*WORK TO DO*. Reproduce all entries word for word.

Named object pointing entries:

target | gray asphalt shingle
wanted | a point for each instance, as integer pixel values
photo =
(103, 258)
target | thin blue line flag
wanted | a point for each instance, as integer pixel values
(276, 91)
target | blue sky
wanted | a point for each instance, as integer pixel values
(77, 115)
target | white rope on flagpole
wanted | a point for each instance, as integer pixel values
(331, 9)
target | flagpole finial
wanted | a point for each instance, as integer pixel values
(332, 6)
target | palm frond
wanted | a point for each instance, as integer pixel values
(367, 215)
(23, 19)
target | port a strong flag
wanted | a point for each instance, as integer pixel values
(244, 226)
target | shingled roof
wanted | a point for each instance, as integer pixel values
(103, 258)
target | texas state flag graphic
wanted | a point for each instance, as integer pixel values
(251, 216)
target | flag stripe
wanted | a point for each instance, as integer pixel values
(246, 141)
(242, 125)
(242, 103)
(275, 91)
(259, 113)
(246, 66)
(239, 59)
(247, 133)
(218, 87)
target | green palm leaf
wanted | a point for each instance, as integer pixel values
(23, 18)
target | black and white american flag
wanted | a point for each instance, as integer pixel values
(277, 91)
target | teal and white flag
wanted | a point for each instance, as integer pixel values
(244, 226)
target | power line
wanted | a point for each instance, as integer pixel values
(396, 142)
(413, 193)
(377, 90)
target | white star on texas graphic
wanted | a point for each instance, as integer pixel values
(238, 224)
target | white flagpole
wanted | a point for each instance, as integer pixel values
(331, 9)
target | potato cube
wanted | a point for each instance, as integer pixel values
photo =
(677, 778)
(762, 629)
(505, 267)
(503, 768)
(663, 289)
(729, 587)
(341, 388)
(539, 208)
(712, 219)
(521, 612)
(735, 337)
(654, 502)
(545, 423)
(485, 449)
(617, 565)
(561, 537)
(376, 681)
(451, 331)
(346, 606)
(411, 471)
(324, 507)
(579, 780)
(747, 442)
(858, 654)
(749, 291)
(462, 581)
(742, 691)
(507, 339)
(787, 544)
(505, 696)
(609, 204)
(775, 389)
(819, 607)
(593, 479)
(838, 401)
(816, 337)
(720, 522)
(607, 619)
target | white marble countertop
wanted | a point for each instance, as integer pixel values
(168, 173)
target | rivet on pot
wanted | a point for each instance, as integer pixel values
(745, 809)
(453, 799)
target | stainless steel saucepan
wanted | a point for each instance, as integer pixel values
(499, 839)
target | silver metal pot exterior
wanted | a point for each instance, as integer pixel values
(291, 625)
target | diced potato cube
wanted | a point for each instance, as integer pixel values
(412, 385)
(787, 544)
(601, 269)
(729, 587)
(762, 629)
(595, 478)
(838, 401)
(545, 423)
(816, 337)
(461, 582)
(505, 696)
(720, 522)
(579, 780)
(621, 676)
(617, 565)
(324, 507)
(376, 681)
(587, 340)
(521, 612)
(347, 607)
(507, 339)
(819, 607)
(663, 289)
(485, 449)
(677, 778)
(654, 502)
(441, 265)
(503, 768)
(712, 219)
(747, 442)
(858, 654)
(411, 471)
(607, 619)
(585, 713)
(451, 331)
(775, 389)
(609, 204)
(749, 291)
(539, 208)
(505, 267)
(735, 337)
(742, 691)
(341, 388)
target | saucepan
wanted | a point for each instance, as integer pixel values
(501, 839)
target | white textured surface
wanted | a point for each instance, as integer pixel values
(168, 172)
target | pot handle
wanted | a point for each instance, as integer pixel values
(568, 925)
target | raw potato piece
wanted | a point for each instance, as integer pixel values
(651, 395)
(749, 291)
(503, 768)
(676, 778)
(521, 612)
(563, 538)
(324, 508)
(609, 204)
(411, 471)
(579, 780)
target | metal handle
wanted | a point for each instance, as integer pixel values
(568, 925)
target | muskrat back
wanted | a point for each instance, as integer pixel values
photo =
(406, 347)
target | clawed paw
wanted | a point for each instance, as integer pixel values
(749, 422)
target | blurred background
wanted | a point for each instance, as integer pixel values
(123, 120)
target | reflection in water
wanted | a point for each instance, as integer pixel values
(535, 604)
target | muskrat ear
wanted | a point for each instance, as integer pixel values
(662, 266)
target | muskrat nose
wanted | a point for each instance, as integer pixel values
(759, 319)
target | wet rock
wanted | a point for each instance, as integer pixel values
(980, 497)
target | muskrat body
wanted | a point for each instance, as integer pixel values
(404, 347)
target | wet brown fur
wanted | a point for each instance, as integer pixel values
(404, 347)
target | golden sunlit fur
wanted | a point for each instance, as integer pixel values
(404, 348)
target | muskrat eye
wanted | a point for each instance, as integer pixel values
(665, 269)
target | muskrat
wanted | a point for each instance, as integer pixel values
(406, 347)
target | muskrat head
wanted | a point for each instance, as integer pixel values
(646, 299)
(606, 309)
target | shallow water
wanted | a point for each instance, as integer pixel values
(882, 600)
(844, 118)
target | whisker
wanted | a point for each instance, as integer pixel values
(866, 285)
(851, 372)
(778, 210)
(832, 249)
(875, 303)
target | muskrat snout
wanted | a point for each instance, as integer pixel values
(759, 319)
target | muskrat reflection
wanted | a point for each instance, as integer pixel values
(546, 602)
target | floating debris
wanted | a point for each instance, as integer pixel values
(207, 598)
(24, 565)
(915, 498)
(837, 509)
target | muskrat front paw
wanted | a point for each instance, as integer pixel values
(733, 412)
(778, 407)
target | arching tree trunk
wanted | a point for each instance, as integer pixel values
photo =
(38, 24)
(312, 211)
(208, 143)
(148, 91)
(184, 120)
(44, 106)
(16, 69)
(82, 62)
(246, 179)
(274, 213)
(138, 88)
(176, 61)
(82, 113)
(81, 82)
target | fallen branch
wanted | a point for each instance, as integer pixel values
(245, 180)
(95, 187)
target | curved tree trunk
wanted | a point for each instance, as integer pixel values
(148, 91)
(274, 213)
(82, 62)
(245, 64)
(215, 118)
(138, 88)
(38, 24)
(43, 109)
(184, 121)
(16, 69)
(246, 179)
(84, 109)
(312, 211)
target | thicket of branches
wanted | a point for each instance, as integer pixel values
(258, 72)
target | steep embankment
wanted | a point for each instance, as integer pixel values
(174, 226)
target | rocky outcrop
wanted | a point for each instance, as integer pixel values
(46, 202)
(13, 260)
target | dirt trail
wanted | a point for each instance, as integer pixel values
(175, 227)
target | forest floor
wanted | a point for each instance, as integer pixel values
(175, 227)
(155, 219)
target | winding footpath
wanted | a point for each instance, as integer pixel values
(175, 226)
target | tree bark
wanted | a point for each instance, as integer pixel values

*PROBLEM SOLUTION*.
target | gray asphalt shingle
wanted | a point for each instance, as integer pixel values
photo =
(103, 258)
target | thin blue line flag
wanted | a point for each instance, as integer pixel values
(276, 91)
target | blue sky
wanted | a point for each instance, as integer pixel values
(77, 115)
target | white rope on flagpole
wanted | a point for each instance, as integer pixel values
(331, 9)
target | flagpole finial
wanted | a point for each instance, as integer pixel values
(332, 6)
target | palm frond
wanted | a point for each instance, as integer pixel values
(367, 215)
(23, 19)
target | port a strong flag
wanted | a point for each instance, as integer pixel values
(244, 226)
target | shingled roof
wanted | a point for each instance, as integer pixel values
(103, 258)
target | texas state flag graphic
wanted | a point for each instance, as integer pixel values
(251, 216)
target | flag stripe
wanted | a point for each instance, as integer pixel values
(246, 141)
(242, 125)
(242, 103)
(275, 91)
(259, 113)
(246, 66)
(239, 59)
(247, 133)
(218, 87)
target | green palm leaf
wanted | a point for each instance, as integer pixel values
(23, 18)
target | black and white american flag
wanted | a point for each instance, as integer pixel values
(277, 91)
target | teal and white flag
wanted | a point for each instance, as integer pixel values
(244, 226)
target | power line
wanted | a point for each instance, as integer pixel values
(396, 142)
(413, 193)
(377, 90)
target | white star on texas graphic
wanted | a point for each instance, as integer pixel values
(238, 224)
target | white flagpole
wanted | a point for each instance, as integer pixel values
(331, 9)
target | potato cube
wanted | a point for each instance, as integer pixel values
photo =
(677, 778)
(762, 629)
(505, 267)
(503, 768)
(663, 289)
(729, 587)
(341, 388)
(539, 208)
(712, 219)
(521, 612)
(735, 337)
(654, 502)
(545, 423)
(485, 449)
(617, 565)
(561, 537)
(376, 681)
(451, 331)
(346, 606)
(411, 471)
(324, 507)
(579, 780)
(747, 442)
(858, 654)
(749, 291)
(462, 581)
(742, 691)
(507, 339)
(787, 544)
(505, 696)
(609, 204)
(775, 389)
(819, 607)
(593, 479)
(838, 401)
(816, 337)
(720, 522)
(607, 619)
target | white marble countertop
wanted | a point for each instance, as integer pixel values
(168, 173)
target | rivet on pot
wanted | a point for each instance, as integer pixel values
(745, 809)
(453, 799)
target | stainless steel saucepan
wanted | a point for each instance, as integer pixel values
(499, 839)
target | silver metal pot exterior
wanted | a point for each instance, as integer pixel values
(291, 625)
target | diced potato cube
wanted | a point for each instance, as integer pixel values
(412, 385)
(787, 544)
(601, 269)
(729, 587)
(762, 629)
(595, 478)
(838, 401)
(545, 423)
(816, 337)
(461, 582)
(505, 696)
(720, 522)
(579, 780)
(621, 676)
(617, 565)
(324, 507)
(376, 681)
(587, 340)
(521, 612)
(347, 607)
(507, 339)
(819, 607)
(663, 289)
(485, 449)
(677, 778)
(654, 502)
(441, 265)
(503, 768)
(712, 219)
(747, 442)
(858, 654)
(411, 471)
(607, 619)
(585, 713)
(451, 331)
(775, 389)
(609, 204)
(749, 291)
(539, 208)
(505, 267)
(735, 337)
(742, 691)
(341, 388)
target | saucepan
wanted | a point for each instance, as integer pixel values
(501, 839)
target | white textured surface
wanted | a point for each instance, as integer pixel values
(168, 172)
target | pot handle
wanted | a point for each instance, as integer pixel values
(568, 925)
target | raw potato piece
wanted | a point for each instance, as integer pixel values
(651, 395)
(749, 291)
(503, 768)
(676, 778)
(521, 612)
(563, 538)
(324, 508)
(609, 204)
(411, 471)
(579, 780)
target | metal handle
wanted | a point for each instance, as integer pixel values
(568, 925)
target | muskrat back
wanted | a point for each instance, as integer pixel values
photo =
(406, 347)
target | clawed paw
wanted | a point for each instance, as integer pixel values
(749, 422)
target | blurred background
wanted | a point for each instance, as integer pixel values
(123, 120)
target | reflection in water
wanted | a point for each instance, as integer pixel values
(535, 604)
target | muskrat ear
wanted | a point for each instance, as integer pixel values
(662, 266)
target | muskrat nose
wanted | a point for each instance, as integer pixel values
(759, 319)
target | wet rock
wanted | a point for each instance, as integer pixel values
(980, 497)
target | muskrat body
wanted | a point for each instance, as integer pixel values
(404, 347)
target | wet brown fur
wanted | a point for each instance, as integer pixel values
(404, 347)
target | golden sunlit fur
wanted | a point for each instance, as integer pixel values
(404, 348)
target | muskrat eye
wanted | a point for each instance, as integer pixel values
(665, 269)
target | muskrat
wanted | a point for each instance, as integer pixel values
(406, 347)
target | muskrat head
wanted | a point for each instance, as integer pixel values
(646, 299)
(606, 309)
target | shallow water
wanted | a point for each instance, as integer pixel values
(882, 600)
(844, 118)
target | whisker
wanted | a point for each instance, as integer pixel values
(866, 285)
(851, 372)
(778, 210)
(832, 249)
(875, 303)
target | muskrat snout
wanted | a point for each instance, as integer pixel values
(759, 319)
target | muskrat reflection
wanted | a point for each instance, as integer pixel values
(546, 602)
target | floating debris
wanted | a point for each instance, as integer pixel values
(207, 598)
(24, 565)
(915, 498)
(837, 509)
target | muskrat front paw
wanted | a point for each instance, as integer pixel values
(733, 412)
(778, 407)
target | arching tree trunk
wanted | a point for each instance, as integer pixel values
photo =
(38, 24)
(312, 211)
(208, 143)
(148, 91)
(184, 120)
(44, 106)
(16, 69)
(82, 62)
(246, 179)
(274, 213)
(138, 88)
(176, 61)
(82, 113)
(81, 82)
target | fallen branch
wanted | a point for each instance, as integer pixel values
(245, 180)
(95, 187)
target | curved tree trunk
wanted | a point for each instance, as integer pixel values
(148, 91)
(274, 213)
(82, 62)
(245, 64)
(215, 118)
(138, 88)
(38, 24)
(43, 109)
(184, 121)
(16, 69)
(246, 179)
(84, 109)
(312, 211)
target | thicket of branches
wanted | a point for each instance, as integer pixel values
(258, 72)
target | steep embankment
wanted | a point for each instance, as integer pixel values
(174, 226)
target | rocky outcrop
wanted | a point for each instance, as integer pixel values
(46, 202)
(13, 260)
target | dirt trail
wanted | a point for each instance, as integer pixel values
(175, 227)
target | forest floor
wanted | a point for each instance, as integer pixel values
(175, 227)
(155, 219)
target | winding footpath
wanted | a point for each instance, as integer pixel values
(175, 226)
target | tree bark
wanted | a point for each instance, as integer pixel values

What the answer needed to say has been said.